▸ Items from a labeling collection
┌────────

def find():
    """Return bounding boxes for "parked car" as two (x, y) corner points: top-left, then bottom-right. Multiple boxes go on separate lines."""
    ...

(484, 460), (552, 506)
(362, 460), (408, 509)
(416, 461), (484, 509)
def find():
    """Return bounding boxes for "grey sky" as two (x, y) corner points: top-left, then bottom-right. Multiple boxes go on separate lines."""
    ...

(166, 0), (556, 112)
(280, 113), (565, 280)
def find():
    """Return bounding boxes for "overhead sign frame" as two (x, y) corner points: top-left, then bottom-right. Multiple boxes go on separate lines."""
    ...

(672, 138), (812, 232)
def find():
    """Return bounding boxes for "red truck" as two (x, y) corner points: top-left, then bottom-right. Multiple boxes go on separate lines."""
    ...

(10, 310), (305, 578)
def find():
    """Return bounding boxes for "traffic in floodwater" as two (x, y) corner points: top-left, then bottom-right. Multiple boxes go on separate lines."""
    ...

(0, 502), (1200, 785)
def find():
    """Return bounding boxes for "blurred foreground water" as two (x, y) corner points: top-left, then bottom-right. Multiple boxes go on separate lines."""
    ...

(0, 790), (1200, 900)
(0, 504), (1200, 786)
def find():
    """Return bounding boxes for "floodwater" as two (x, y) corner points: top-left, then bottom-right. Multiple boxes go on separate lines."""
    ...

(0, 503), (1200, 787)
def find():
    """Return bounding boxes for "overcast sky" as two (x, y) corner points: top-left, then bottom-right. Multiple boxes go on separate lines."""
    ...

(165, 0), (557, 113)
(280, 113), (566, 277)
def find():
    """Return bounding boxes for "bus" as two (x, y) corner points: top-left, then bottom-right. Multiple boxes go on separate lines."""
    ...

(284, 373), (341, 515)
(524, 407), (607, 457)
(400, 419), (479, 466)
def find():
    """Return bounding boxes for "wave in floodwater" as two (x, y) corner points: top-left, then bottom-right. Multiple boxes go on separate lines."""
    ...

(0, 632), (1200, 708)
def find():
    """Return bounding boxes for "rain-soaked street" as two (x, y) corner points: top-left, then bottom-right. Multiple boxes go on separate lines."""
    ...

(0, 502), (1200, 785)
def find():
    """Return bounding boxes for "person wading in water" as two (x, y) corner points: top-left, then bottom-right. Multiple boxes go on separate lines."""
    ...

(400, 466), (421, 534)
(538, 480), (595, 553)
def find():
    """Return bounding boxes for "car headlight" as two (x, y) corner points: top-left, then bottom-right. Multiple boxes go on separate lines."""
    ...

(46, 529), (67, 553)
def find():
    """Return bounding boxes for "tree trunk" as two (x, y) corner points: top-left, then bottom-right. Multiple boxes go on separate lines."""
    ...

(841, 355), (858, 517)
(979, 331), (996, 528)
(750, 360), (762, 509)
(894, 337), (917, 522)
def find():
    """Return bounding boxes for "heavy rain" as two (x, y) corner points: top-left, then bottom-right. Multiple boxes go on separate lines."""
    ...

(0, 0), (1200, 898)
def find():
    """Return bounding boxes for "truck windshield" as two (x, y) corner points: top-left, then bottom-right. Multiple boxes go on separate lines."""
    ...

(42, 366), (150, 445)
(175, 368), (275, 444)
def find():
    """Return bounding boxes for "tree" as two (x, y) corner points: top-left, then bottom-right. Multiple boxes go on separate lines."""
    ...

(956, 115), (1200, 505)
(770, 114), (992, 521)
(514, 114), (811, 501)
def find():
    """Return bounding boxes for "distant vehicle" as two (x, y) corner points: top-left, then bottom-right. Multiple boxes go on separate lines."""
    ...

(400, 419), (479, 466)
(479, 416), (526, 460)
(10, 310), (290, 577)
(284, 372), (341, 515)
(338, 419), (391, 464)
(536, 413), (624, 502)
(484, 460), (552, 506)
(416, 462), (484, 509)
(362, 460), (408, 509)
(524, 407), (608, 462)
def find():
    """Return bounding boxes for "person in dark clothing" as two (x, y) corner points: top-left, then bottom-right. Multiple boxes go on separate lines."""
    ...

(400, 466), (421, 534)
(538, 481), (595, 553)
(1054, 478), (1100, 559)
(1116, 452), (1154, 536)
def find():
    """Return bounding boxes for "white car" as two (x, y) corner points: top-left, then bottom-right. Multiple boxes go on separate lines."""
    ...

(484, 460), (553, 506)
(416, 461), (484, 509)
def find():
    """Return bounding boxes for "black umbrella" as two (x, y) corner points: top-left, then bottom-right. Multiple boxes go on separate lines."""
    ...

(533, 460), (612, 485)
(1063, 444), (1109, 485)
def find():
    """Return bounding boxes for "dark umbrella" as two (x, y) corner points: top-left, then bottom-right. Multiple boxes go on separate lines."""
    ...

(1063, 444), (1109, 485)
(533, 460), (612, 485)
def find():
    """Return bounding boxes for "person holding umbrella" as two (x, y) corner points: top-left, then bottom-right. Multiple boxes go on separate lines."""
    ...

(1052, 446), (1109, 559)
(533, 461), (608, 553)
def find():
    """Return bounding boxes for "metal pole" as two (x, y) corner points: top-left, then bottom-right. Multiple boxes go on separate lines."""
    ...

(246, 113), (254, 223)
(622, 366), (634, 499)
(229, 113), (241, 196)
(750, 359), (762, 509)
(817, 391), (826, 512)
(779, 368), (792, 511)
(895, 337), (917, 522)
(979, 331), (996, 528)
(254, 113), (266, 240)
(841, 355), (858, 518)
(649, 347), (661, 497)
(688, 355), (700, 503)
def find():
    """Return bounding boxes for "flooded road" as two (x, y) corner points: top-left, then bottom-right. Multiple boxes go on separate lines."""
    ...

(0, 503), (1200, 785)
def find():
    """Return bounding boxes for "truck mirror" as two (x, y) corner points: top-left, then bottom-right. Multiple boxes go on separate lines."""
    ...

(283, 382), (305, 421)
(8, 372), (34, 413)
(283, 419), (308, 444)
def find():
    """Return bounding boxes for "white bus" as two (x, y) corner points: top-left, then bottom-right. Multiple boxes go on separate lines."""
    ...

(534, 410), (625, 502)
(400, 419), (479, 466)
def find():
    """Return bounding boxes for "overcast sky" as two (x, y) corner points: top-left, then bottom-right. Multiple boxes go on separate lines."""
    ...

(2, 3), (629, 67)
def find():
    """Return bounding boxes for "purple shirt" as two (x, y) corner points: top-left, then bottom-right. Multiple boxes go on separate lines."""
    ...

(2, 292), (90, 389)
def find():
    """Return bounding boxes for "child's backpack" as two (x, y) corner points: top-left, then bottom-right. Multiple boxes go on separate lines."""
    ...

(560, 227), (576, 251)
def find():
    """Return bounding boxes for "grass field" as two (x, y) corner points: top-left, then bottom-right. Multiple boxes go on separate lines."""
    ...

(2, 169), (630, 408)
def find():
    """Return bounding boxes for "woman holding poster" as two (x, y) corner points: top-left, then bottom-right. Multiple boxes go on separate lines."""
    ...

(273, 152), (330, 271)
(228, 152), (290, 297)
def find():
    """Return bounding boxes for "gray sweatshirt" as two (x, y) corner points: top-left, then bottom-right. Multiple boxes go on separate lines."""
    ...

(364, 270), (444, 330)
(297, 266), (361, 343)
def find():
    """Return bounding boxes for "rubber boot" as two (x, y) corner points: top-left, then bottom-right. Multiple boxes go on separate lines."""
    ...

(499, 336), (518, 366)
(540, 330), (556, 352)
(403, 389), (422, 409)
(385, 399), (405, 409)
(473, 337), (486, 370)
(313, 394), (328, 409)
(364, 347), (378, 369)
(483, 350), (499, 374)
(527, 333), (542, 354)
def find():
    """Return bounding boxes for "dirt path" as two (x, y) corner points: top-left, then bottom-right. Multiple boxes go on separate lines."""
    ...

└────────

▸ EXERCISE
Set down the listing above in full, please, exactly as it appears.

▸ THE REPLY
def find():
    """Return bounding boxes for "parked car" as two (x, y) corner points: top-left, then bottom-right. Multiple boxes go on separate lines."""
    ...

(484, 460), (552, 506)
(362, 460), (408, 509)
(416, 461), (484, 509)
def find():
    """Return bounding boxes for "grey sky" as two (x, y) corner points: top-left, then bottom-right. Multiple boxes go on separate lines."""
    ...

(166, 0), (556, 112)
(280, 113), (565, 280)
def find():
    """Return bounding boxes for "overhead sign frame" as two (x, y) corner points: top-left, then bottom-right. Multiple boxes go on separate lines."""
    ...

(672, 138), (812, 232)
def find():
    """Return bounding boxes for "red truck" as two (x, y) corner points: top-left, then bottom-right. Multiple boxes go on separate lines."""
    ...

(10, 310), (305, 578)
def find():
    """Return bounding boxes for "traffic in floodwater" as two (x, y) corner points: top-left, then bottom-right. Multiple boxes go on separate lines."""
    ...

(0, 502), (1200, 785)
def find():
    """Return bounding boxes for "blurred foreground water" as two (x, y) corner points: top-left, then bottom-right. Multiple boxes go on separate lines."""
    ...

(0, 790), (1200, 900)
(0, 504), (1200, 786)
def find():
    """Return bounding boxes for "floodwater" as two (x, y) corner points: top-left, then bottom-right. Multiple boxes go on separate lines."""
    ...

(0, 503), (1200, 787)
def find():
    """Return bounding boxes for "overcast sky" as two (x, y) corner points: top-left, then bottom-right. Multiple boxes go on separate lines."""
    ...

(165, 0), (557, 113)
(280, 113), (566, 277)
def find():
    """Return bounding boxes for "bus" as two (x, y) corner points: top-left, then bottom-right. Multiple boxes go on separate lines."""
    ...

(284, 373), (341, 515)
(524, 407), (607, 457)
(400, 419), (479, 466)
def find():
    """Return bounding boxes for "wave in floodwater" as two (x, y) corner points: top-left, then bottom-right. Multiple boxes go on separate lines."""
    ...

(0, 632), (1200, 708)
def find():
    """Return bounding boxes for "rain-soaked street" as two (x, y) corner points: top-left, then bottom-right. Multiple boxes go on separate lines."""
    ...

(0, 502), (1200, 785)
def find():
    """Return bounding boxes for "person wading in water" as two (x, y) corner points: top-left, then bottom-right. Multiple boxes go on separate lines."""
    ...

(400, 466), (421, 534)
(538, 480), (595, 553)
def find():
    """Return bounding boxes for "car headlight" as two (x, y) corner points: top-left, then bottom-right. Multiple boxes go on separate lines."""
    ...

(46, 529), (67, 553)
def find():
    """Return bounding boxes for "tree trunk" as two (x, y) corner points: top-left, then bottom-right. Multiple boxes go on separate lines."""
    ...

(841, 355), (858, 517)
(979, 331), (996, 528)
(750, 360), (762, 509)
(894, 337), (917, 522)
def find():
    """Return bounding boxes for "heavy rain" as two (x, y) corner points: top-left, then bottom-right. Multiple boxes go on separate lines."""
    ...

(0, 0), (1200, 898)
def find():
    """Return bounding boxes for "truck windshield" as two (x, y) corner points: top-left, then bottom-right. Multiple boxes go on separate lines."""
    ...

(42, 366), (150, 445)
(175, 368), (275, 444)
def find():
    """Return bounding boxes for "tree" as two (x, y) corner points: top-left, then bottom-right. Multiple boxes go on separate lines."""
    ...

(956, 115), (1200, 505)
(770, 114), (992, 521)
(514, 114), (811, 501)
def find():
    """Return bounding boxes for "distant vehicle" as two (x, y) corner points: top-left, then bottom-right. Multiple boxes go on separate lines."""
    ...

(400, 419), (479, 466)
(479, 416), (526, 460)
(10, 310), (290, 577)
(284, 372), (341, 515)
(338, 419), (391, 464)
(536, 413), (624, 502)
(484, 460), (552, 506)
(416, 462), (484, 509)
(362, 460), (408, 509)
(524, 407), (608, 462)
def find():
    """Return bounding boxes for "person in dark clothing" as two (x, y) corner points: top-left, then bottom-right. Multiple boxes go on separate lines."""
    ...

(400, 466), (421, 534)
(538, 481), (595, 553)
(1054, 478), (1100, 559)
(1116, 452), (1154, 536)
def find():
    """Return bounding boxes for "white car" as two (x, y) corner points: top-left, then bottom-right. Multiple boxes go on separate lines."""
    ...

(484, 460), (553, 506)
(416, 461), (484, 509)
def find():
    """Return bounding boxes for "black umbrella" as two (x, y) corner points: top-left, then bottom-right. Multiple boxes go on separate lines."""
    ...

(533, 460), (612, 485)
(1063, 444), (1109, 485)
def find():
    """Return bounding boxes for "dark umbrella" as two (x, y) corner points: top-left, then bottom-right. Multiple boxes go on separate lines."""
    ...

(1063, 444), (1109, 485)
(533, 460), (612, 485)
def find():
    """Return bounding boxes for "person holding umbrella" as two (x, y) corner points: top-left, then bottom-right. Multiple boxes go on separate lines."""
    ...

(1052, 446), (1109, 559)
(533, 461), (608, 553)
def find():
    """Return bounding boxes for "metal pole" as two (x, y) corner points: top-left, then bottom-right. Multiple boxes go on separate lines."""
    ...

(246, 113), (254, 223)
(622, 366), (634, 499)
(229, 113), (241, 196)
(750, 359), (762, 509)
(817, 391), (826, 512)
(779, 368), (792, 511)
(895, 337), (917, 522)
(979, 331), (996, 528)
(254, 113), (266, 240)
(841, 355), (858, 518)
(649, 347), (661, 497)
(688, 355), (700, 503)
def find():
    """Return bounding boxes for "flooded road" as two (x, y) corner points: top-left, then bottom-right. Multiple boxes go on separate lines."""
    ...

(0, 503), (1200, 785)
def find():
    """Return bounding boxes for "truck mirror" as two (x, y) corner points: top-left, then bottom-right. Multiple boxes go on separate lines."""
    ...

(283, 382), (305, 421)
(8, 372), (34, 413)
(283, 419), (308, 444)
def find():
    """Return bounding boxes for "white bus" as two (x, y) corner points: top-left, then bottom-right. Multiple boxes go on separate lines."""
    ...

(534, 410), (625, 502)
(400, 419), (479, 466)
def find():
    """Return bounding boxes for "overcast sky" as two (x, y) corner points: top-left, then bottom-right. Multiple boxes go on separate lines."""
    ...

(2, 3), (629, 67)
def find():
    """Return bounding boxes for "purple shirt" as two (x, y) corner points: top-left, then bottom-right. Multiple boxes go on separate lines."""
    ...

(2, 292), (90, 389)
def find():
    """Return bounding boxes for "child's backpack" as two (x, y) corner points: top-left, then bottom-right. Multiple boxes go on separate lines."""
    ...

(560, 227), (576, 251)
def find():
    """Return bounding boxes for "grass field" as two (x, y) corner points: top-left, then bottom-right. Multiple boxes go on separate lines."""
    ...

(2, 169), (630, 408)
def find():
    """Return bounding boxes for "woman holding poster" as two (x, y) corner points: top-left, then bottom-right. Multiple boxes go on separate lines."""
    ...

(273, 152), (330, 271)
(228, 152), (290, 297)
def find():
    """Return bounding boxes for "gray sweatshirt" as two (x, y) corner points: top-left, then bottom-right. Multiple boxes go on separate lines."""
    ...

(364, 270), (444, 330)
(297, 266), (361, 343)
def find():
    """Return bounding boxes for "rubber boot" as two (x, y) corner points: top-left, then bottom-right. Multiple boxes go on separate lines."""
    ...

(499, 336), (518, 366)
(540, 330), (556, 352)
(403, 389), (422, 409)
(385, 399), (405, 409)
(473, 337), (486, 370)
(313, 394), (328, 409)
(364, 347), (378, 369)
(483, 350), (499, 374)
(527, 333), (542, 354)
def find():
    """Return bounding boxes for "dirt path" as two (x, y) corner points: top-left, then bottom-right. Multiple boxes go on separate lines."""
    ...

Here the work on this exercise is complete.